## DOCUMENT SEGMENT
______

One alternative analysis to overcome this statistical dilemma is the use of propensity score (PS) matching, which was recently used to study the effect of a stent coating in otherwise identical stent platforms. Krackhardt and co-workers [24] studied a PF-SES and compared the clinical results to those of its bare-metal stent analogue. The study revealed the efficacy of the stent coating (reduction in MACE by 5.5%, p = 0.001), and the ST rate was also lower in the PF-SES group. Kereiakes and coworkers [25] also used PS matching to compare cohorts, which were treated with the Taxus Liberté paclitaxel-eluting stent (PES) or the ION PES. The two PES’s used similar drugs and polymer release technologies but differed in stent designs, strut thickness and materials (stainless steel vs. platinum chromium). The study revealed that the second-generation PES with thinner struts was associated with a lower 12-month MACE rate as compared to the first-generation PES (7.5% vs. 12.0%, p = 0.007). Since earlier DES platforms always used a polymer matrix for drug release over weeks and months, a strong relationship between stent architecture and polymer coating homogeneity was postulated that may have favored the second-generation PES in this study. In bench tests, Guérin and coworkers reported polymer coating damage of earlier-generation DES in a bifurcation model, which may explain their higher stent thrombosis rates [26]. Furthermore, this post hoc comparison by Kereiakes et al. used fundamentally different bare metal backbones, which may have led to the significant difference in MACE that we did not observe in our analysis (Table 3).

______

## WHAT TO DO
Please answer these questions on the stent excerpt:
(a) By what percentage did the PF-SES coating reduce MACE in the study by Krackhardt and co-workers?
(b) What two stent materials differed between the Taxus Liberté PES and the ION PES?
(c) What 12-month MACE rates were reported for the second-generation and first-generation PES?
The lines after this point are not needed.

## EXTRACTED RECORDS

______

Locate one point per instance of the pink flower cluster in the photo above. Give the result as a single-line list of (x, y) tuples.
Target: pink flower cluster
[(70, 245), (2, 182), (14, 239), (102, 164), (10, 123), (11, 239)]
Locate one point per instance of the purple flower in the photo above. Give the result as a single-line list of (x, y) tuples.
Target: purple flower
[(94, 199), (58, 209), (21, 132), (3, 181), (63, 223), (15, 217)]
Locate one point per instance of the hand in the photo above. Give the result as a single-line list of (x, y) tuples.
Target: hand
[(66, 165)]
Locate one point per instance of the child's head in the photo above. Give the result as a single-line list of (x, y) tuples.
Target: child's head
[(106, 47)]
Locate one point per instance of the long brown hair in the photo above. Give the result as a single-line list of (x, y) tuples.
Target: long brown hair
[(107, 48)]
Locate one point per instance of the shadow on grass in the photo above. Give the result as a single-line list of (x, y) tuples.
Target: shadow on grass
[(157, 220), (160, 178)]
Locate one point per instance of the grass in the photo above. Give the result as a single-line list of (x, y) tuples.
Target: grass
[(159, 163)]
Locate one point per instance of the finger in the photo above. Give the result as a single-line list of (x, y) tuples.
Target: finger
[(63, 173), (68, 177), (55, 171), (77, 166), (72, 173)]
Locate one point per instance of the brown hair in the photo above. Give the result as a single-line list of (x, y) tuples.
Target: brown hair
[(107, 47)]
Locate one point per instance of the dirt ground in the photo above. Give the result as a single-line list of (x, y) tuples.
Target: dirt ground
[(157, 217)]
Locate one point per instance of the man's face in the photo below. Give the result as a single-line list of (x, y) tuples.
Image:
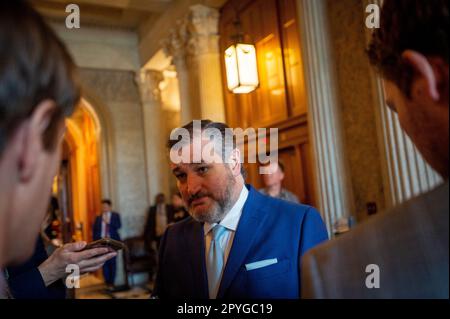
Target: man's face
[(275, 178), (31, 199), (207, 188), (106, 208), (177, 201), (160, 199)]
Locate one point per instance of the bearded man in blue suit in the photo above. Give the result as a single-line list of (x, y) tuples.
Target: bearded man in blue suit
[(237, 243)]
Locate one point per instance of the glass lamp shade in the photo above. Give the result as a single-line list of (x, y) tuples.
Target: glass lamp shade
[(241, 68)]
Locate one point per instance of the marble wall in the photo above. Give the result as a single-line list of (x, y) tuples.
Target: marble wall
[(118, 92), (357, 104)]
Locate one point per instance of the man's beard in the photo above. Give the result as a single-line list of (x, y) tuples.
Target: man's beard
[(219, 207)]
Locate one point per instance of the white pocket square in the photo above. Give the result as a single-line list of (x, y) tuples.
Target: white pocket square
[(261, 264)]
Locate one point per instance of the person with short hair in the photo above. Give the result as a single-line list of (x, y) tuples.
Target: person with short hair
[(273, 183), (107, 225), (236, 243), (403, 253)]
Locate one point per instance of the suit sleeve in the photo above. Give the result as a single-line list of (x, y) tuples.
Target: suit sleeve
[(95, 230), (158, 292), (313, 231), (25, 281), (119, 221)]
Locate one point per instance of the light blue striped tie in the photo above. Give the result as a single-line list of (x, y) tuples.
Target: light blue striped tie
[(214, 261)]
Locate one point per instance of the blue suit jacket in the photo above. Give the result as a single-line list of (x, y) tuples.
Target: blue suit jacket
[(114, 226), (269, 228), (25, 280)]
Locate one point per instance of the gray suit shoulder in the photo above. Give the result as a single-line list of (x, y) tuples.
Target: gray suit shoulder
[(408, 244)]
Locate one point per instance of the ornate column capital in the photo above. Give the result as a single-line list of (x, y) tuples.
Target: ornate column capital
[(195, 34), (203, 23), (148, 82)]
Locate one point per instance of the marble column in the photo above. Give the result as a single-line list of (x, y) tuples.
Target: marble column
[(323, 113), (154, 133), (193, 45)]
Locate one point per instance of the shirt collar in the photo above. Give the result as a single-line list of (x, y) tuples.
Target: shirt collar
[(232, 217)]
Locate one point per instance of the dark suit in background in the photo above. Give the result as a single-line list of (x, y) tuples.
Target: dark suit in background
[(109, 268), (150, 225), (25, 281), (409, 243)]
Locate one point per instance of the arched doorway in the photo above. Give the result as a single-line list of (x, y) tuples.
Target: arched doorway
[(78, 182)]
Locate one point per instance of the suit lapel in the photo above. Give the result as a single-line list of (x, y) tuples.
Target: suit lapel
[(194, 239), (251, 221)]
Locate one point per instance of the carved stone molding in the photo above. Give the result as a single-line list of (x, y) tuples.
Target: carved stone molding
[(148, 82), (196, 34)]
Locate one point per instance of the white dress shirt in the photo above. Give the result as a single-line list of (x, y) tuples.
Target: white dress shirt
[(161, 219), (106, 218), (230, 222)]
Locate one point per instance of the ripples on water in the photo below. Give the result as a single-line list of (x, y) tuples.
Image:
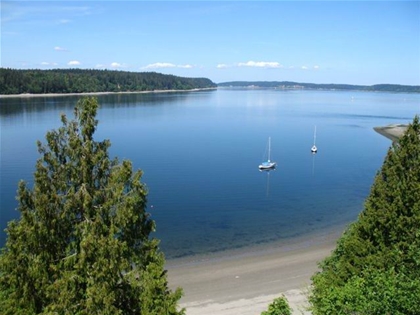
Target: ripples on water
[(200, 154)]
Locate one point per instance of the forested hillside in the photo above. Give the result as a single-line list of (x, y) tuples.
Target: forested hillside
[(13, 81), (314, 86)]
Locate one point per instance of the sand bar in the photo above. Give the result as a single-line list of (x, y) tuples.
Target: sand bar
[(246, 281)]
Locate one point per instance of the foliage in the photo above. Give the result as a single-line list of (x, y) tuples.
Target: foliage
[(13, 81), (279, 306), (312, 86), (82, 244), (375, 268)]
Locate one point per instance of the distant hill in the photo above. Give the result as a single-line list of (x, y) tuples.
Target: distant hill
[(286, 85), (13, 81)]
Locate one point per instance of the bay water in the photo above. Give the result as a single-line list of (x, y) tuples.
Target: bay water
[(200, 152)]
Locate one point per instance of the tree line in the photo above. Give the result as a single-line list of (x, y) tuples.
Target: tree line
[(313, 86), (83, 243), (14, 81)]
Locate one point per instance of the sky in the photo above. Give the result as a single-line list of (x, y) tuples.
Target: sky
[(341, 42)]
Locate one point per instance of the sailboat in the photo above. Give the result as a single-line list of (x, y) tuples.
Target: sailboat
[(314, 149), (268, 165)]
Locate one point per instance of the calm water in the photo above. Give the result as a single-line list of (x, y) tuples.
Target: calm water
[(200, 154)]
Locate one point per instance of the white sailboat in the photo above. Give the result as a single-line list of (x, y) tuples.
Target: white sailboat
[(314, 149), (268, 165)]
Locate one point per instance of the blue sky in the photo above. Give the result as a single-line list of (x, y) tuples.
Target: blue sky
[(352, 42)]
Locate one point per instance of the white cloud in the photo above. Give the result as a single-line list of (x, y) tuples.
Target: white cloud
[(116, 65), (159, 65), (45, 63), (74, 63), (260, 64), (58, 48)]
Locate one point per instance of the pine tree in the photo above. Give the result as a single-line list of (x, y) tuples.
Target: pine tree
[(375, 268), (82, 244)]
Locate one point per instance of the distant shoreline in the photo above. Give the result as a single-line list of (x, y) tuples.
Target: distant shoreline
[(30, 95), (246, 280)]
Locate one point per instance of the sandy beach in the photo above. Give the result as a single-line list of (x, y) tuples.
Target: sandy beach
[(246, 281)]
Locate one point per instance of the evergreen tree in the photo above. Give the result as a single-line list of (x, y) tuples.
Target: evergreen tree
[(375, 268), (82, 244)]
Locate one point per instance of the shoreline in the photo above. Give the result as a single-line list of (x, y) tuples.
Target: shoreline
[(245, 281), (29, 95)]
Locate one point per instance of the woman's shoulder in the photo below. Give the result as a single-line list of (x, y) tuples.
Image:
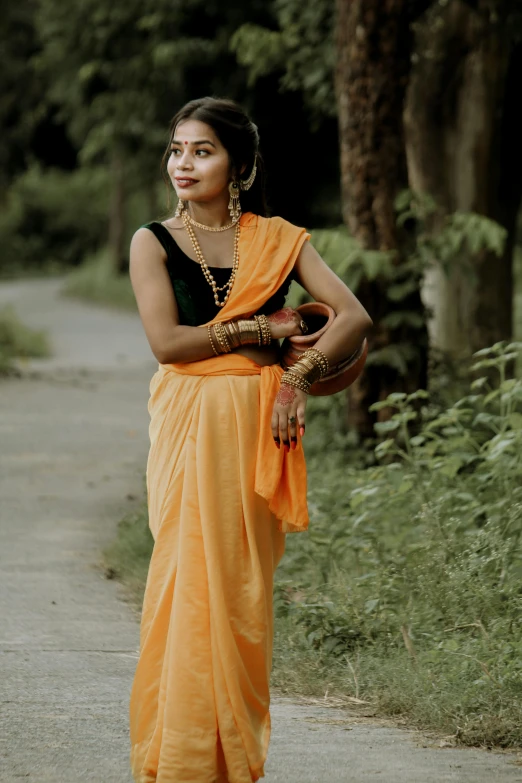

______

## REPLY
(a) 5.5% (p = 0.001).
(b) Stainless steel vs. platinum chromium.
(c) 7.5% for the second-generation PES vs. 12.0% for the first-generation PES (p = 0.007).